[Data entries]
------------------------------------------------------------------------

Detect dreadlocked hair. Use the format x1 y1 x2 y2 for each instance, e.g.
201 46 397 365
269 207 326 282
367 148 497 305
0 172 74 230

------------------------------------------------------------------------

• Aim: Format these lines as a JSON list of strings, one string per line, skipping any blank lines.

• Response to the task:
[
  "Detect dreadlocked hair. Use the format x1 y1 x2 y2 for each instance, e.g.",
  "201 46 397 365",
  "269 207 326 282",
  "367 148 497 305",
  "0 172 74 230"
]